From the line with "Teacher note: have the class pick out the wheel" to the final line of the records, reproduce every line exactly and only those lines.
* START Information given *
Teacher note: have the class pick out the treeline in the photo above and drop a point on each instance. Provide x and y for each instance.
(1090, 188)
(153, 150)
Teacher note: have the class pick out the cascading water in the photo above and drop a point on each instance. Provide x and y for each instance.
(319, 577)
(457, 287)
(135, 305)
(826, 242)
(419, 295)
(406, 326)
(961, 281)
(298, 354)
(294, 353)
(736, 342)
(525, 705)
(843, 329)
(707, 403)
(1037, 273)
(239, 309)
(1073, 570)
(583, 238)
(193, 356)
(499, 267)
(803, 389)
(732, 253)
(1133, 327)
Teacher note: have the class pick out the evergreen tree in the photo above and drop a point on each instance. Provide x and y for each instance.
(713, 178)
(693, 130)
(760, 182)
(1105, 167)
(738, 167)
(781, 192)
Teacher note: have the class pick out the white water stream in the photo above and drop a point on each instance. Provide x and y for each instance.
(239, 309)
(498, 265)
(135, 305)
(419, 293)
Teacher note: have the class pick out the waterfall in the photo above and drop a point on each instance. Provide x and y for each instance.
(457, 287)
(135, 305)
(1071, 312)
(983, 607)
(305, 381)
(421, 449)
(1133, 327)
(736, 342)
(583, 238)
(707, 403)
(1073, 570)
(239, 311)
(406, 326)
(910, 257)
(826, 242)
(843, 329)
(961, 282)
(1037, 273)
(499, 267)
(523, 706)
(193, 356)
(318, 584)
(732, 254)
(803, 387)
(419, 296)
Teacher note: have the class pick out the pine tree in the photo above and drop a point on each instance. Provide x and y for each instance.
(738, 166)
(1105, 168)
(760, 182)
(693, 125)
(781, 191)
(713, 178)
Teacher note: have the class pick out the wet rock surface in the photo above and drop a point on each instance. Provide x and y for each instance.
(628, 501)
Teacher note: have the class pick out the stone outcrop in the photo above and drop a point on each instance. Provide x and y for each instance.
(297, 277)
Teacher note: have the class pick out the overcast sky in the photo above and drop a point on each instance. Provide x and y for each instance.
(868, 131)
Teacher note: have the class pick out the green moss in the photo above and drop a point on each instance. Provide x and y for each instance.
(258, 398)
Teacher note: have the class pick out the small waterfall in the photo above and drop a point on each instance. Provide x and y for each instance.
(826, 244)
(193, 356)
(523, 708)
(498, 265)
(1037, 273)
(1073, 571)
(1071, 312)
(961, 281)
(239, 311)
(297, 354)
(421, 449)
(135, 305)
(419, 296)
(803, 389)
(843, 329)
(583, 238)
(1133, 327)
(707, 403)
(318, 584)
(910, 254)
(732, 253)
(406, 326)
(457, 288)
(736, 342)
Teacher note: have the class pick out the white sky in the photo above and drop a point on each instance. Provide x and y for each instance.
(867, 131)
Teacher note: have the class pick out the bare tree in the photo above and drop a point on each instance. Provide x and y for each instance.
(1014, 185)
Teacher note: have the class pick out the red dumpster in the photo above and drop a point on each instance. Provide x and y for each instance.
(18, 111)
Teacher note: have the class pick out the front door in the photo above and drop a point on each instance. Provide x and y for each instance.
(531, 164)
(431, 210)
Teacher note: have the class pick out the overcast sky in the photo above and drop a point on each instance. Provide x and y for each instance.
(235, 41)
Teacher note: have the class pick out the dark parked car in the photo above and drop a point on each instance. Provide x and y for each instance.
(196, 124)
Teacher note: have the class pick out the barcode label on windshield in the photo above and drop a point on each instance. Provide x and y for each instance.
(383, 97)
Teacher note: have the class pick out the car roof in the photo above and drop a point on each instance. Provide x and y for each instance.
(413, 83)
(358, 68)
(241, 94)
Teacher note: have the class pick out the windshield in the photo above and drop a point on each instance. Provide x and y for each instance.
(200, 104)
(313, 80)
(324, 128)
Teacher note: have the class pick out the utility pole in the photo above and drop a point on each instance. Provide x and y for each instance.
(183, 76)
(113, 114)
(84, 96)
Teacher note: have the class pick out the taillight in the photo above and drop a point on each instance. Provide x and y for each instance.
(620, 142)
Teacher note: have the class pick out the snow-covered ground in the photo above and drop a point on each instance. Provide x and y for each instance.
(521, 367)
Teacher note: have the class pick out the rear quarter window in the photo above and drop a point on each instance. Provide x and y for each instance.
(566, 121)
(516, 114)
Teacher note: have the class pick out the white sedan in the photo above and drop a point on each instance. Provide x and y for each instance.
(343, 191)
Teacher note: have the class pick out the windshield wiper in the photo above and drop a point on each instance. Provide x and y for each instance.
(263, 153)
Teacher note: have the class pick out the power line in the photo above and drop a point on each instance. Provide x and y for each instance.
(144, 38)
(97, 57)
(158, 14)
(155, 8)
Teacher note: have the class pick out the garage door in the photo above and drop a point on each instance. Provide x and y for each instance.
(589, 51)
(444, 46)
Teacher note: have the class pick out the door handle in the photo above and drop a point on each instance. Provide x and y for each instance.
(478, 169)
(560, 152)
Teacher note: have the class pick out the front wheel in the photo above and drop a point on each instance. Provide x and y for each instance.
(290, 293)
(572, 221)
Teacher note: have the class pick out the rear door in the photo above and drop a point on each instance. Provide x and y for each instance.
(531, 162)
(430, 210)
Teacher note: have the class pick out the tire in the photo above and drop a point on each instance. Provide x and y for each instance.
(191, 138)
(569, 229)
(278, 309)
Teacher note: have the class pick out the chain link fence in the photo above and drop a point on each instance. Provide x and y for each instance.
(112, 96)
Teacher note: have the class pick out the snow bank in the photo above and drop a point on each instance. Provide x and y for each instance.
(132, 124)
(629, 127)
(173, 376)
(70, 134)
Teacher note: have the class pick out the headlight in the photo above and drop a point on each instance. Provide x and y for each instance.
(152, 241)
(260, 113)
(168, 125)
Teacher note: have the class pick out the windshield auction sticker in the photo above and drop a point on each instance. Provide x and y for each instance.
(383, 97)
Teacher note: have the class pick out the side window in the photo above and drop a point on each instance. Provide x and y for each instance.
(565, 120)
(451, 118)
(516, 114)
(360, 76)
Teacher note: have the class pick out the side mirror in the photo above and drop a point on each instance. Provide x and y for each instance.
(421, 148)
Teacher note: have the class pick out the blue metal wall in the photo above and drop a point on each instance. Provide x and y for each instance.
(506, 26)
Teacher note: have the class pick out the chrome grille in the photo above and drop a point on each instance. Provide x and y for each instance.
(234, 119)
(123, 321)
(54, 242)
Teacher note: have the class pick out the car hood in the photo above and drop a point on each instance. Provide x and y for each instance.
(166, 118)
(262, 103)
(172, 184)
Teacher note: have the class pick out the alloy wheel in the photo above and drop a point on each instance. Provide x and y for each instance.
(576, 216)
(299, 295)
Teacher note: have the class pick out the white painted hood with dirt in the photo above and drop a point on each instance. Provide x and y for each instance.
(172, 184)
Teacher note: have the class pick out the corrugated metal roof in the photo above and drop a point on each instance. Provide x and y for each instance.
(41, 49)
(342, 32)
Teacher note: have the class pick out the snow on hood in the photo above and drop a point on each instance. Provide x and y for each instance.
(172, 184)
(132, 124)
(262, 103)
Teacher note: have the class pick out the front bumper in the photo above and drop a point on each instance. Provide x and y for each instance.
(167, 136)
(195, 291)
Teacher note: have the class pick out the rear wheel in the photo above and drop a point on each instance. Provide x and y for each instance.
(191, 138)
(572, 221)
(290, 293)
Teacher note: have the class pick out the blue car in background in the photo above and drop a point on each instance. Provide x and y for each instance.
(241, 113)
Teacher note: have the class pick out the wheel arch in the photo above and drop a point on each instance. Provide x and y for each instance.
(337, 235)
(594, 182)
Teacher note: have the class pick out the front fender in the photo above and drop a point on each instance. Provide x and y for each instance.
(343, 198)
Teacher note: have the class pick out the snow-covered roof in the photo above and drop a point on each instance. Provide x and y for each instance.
* END Information given *
● **Completed task**:
Teacher note: have the class pick out the wheel arch in the photo above and drop a point on each instance. Provide x and y for each instance.
(337, 235)
(594, 182)
Teacher note: have the class pick out the front fender in the photo above and drop a point on each instance. Provide x and y for each instance.
(343, 198)
Teacher note: have the class pick out the snow-covered roof in the photo above and drop a point on each instance. Provide x and y for each instance.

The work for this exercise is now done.